▶ **ENUNCIADO DE LA TAREA**
Extraiga del listado que figura a continuación cada línea que contenga la palabra "leaf".

▶ **LISTADO DE ORIGEN**

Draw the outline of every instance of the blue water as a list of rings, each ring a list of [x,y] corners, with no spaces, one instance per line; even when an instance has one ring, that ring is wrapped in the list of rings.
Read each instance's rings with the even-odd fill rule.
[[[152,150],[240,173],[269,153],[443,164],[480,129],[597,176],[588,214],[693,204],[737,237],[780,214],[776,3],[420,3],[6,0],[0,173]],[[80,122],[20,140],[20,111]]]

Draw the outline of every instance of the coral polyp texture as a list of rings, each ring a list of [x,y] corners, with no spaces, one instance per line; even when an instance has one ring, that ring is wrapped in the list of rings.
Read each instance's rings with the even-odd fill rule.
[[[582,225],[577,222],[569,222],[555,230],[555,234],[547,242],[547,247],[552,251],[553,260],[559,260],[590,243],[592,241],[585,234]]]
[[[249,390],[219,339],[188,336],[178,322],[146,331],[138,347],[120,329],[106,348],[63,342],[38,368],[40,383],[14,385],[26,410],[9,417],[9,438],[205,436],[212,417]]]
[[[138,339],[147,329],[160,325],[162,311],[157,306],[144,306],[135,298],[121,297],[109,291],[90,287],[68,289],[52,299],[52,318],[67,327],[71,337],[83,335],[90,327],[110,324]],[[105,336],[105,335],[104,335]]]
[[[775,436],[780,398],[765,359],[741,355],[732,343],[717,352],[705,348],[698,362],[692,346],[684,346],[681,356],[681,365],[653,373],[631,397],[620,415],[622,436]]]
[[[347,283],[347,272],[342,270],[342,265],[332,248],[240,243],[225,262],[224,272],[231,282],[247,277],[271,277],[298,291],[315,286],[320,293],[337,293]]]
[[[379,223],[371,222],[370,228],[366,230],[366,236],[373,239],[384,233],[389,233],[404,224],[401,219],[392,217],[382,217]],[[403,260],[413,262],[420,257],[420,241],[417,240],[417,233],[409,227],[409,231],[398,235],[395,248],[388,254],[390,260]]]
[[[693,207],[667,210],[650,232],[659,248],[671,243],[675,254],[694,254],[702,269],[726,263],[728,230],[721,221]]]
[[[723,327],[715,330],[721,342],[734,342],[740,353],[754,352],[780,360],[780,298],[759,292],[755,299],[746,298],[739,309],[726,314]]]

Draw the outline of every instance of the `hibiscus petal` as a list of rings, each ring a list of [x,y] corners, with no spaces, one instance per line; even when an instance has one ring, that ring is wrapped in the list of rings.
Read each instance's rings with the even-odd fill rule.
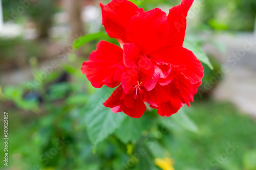
[[[179,70],[192,84],[200,82],[204,76],[203,66],[199,60],[192,52],[181,46],[169,46],[161,48],[152,53],[150,57],[175,66],[184,65],[185,68],[181,66],[182,69]]]
[[[127,42],[126,31],[130,19],[144,10],[126,0],[113,0],[104,5],[100,5],[102,13],[102,25],[110,37]]]
[[[182,0],[180,5],[170,9],[167,16],[169,32],[166,46],[182,46],[187,25],[186,17],[193,2],[194,0]]]
[[[133,86],[134,83],[139,79],[138,70],[137,66],[130,68],[125,67],[123,70],[121,76],[121,84],[126,94],[129,91],[130,87]]]
[[[157,8],[131,19],[126,38],[147,55],[162,46],[168,31],[166,14]]]
[[[163,86],[157,83],[152,90],[146,91],[146,101],[148,103],[152,104],[153,102],[158,105],[161,103],[167,102],[169,100],[170,93],[169,86]],[[151,102],[148,102],[148,100]]]
[[[180,98],[189,107],[190,107],[189,102],[193,102],[194,95],[197,93],[197,89],[201,84],[201,81],[193,84],[182,75],[176,77],[173,81],[173,84],[175,85],[176,89],[180,91],[179,93]],[[173,92],[174,93],[175,91]]]
[[[91,54],[89,61],[83,63],[81,71],[95,88],[103,85],[115,87],[120,84],[114,78],[117,67],[123,64],[122,61],[122,48],[101,41],[97,44],[96,51]]]
[[[123,45],[123,63],[127,68],[137,65],[140,56],[140,50],[133,43]]]
[[[143,101],[138,99],[136,100],[133,108],[124,107],[123,112],[130,117],[140,118],[143,114],[146,109],[146,105],[145,105]]]
[[[114,108],[121,105],[121,96],[123,92],[122,86],[119,86],[103,105],[106,107]]]

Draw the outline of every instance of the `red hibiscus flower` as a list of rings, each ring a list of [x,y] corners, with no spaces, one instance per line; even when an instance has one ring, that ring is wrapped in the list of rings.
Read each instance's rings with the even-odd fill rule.
[[[204,74],[200,62],[182,47],[193,1],[182,0],[168,15],[157,8],[144,11],[126,0],[100,3],[105,30],[121,47],[100,41],[81,70],[96,88],[118,86],[105,107],[139,118],[145,102],[163,116],[190,106]]]

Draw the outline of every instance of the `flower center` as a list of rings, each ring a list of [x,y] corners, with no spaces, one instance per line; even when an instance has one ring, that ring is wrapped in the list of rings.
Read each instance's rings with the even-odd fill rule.
[[[139,96],[137,94],[138,93],[138,89],[139,89],[139,92],[140,94],[142,94],[144,93],[143,90],[142,90],[140,89],[140,86],[145,86],[146,85],[146,83],[145,82],[142,82],[140,84],[138,81],[134,82],[134,86],[131,86],[130,87],[130,90],[132,91],[133,91],[136,90],[136,93],[135,95],[134,95],[134,98],[136,99],[138,99],[139,98]]]

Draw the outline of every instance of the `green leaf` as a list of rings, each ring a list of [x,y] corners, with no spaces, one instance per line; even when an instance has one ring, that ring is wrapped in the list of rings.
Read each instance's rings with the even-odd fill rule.
[[[201,62],[206,64],[210,69],[214,69],[214,67],[210,62],[210,60],[209,60],[208,57],[202,50],[201,47],[196,44],[194,43],[187,39],[185,39],[183,43],[183,46],[193,52],[195,55],[197,57],[197,59]]]
[[[142,4],[142,2],[141,2],[141,1],[136,1],[136,0],[128,0],[128,1],[132,2],[133,3],[134,3],[134,4],[137,5],[137,6],[139,6],[140,5],[141,5],[141,4]]]
[[[256,150],[247,151],[244,155],[243,163],[246,169],[256,169]]]
[[[198,131],[197,126],[186,115],[183,109],[181,109],[170,117],[184,129],[197,133]]]
[[[89,138],[94,146],[112,134],[126,117],[123,113],[114,113],[103,105],[113,91],[103,87],[92,95],[88,104],[85,121]]]
[[[147,128],[147,123],[144,117],[127,117],[122,123],[122,126],[115,132],[115,134],[125,144],[132,140],[137,141],[141,136],[142,131]]]
[[[108,34],[102,32],[99,32],[97,33],[87,34],[75,40],[74,41],[73,45],[74,48],[77,50],[89,42],[108,37],[109,36]]]

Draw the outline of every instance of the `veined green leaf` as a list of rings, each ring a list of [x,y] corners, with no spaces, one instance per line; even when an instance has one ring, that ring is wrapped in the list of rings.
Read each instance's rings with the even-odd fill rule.
[[[115,134],[125,144],[132,140],[137,141],[141,137],[142,131],[146,129],[147,125],[144,117],[140,118],[127,117],[115,132]]]
[[[94,146],[113,133],[126,117],[123,113],[114,113],[103,105],[113,91],[110,89],[106,87],[99,89],[88,103],[85,121],[89,138]]]

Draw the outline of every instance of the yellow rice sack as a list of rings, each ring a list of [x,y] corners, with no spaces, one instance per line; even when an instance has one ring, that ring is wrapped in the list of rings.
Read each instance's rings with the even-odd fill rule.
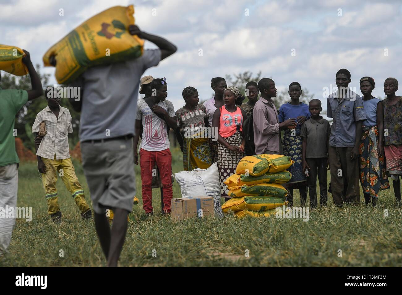
[[[229,189],[229,196],[240,197],[247,195],[265,195],[283,199],[287,195],[287,191],[278,183],[259,183],[249,186],[244,184],[234,189]]]
[[[256,212],[255,211],[249,211],[245,209],[242,211],[238,211],[235,213],[234,215],[239,218],[242,218],[246,216],[250,217],[269,217],[270,216],[275,216],[276,213],[275,209],[271,209],[266,211]]]
[[[284,183],[292,178],[292,175],[289,171],[285,170],[280,172],[271,173],[265,172],[259,176],[247,175],[247,174],[238,174],[235,173],[225,181],[225,183],[229,189],[236,188],[233,187],[241,186],[244,184],[252,185],[258,183]]]
[[[25,53],[20,48],[0,44],[0,70],[16,76],[24,76],[28,73],[23,62]]]
[[[222,205],[222,211],[227,213],[247,209],[251,211],[265,211],[286,205],[282,198],[263,195],[252,195],[240,198],[232,198]]]
[[[259,176],[267,172],[275,173],[283,171],[294,163],[290,157],[282,155],[246,156],[237,164],[236,173],[240,175],[248,171],[251,175]]]
[[[228,200],[222,205],[222,211],[225,214],[231,210],[233,212],[244,210],[246,208],[246,202],[244,197],[241,198],[232,198]]]
[[[89,67],[141,56],[144,41],[130,35],[134,7],[116,6],[84,22],[52,46],[43,55],[45,67],[56,59],[55,75],[60,84],[69,83]]]
[[[133,199],[133,205],[137,205],[138,203],[138,201],[139,199],[136,197],[134,197],[134,199]],[[111,209],[109,209],[110,210],[109,211],[109,216],[107,216],[109,220],[109,222],[111,222],[113,221],[113,219],[115,217],[115,213],[113,212],[113,210]],[[129,214],[127,216],[127,221],[131,221],[134,220],[134,215],[133,214],[133,212],[130,212]]]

▶ **RESPUESTA FINAL**
Draw the outline of every instance of the `green leaf` as a list of rings, each ring a list of [x,y] corners, with no spaces, one instance per line; even when an instance has one ring, that ring is wrapped in the list of rings.
Draw the outline of every instance of the `veined green leaf` as a list of rings, each ring a list of [x,y] corners, with no spaces, one instance per line; even when an instance has one ring, that ring is wrapped in the list of rings.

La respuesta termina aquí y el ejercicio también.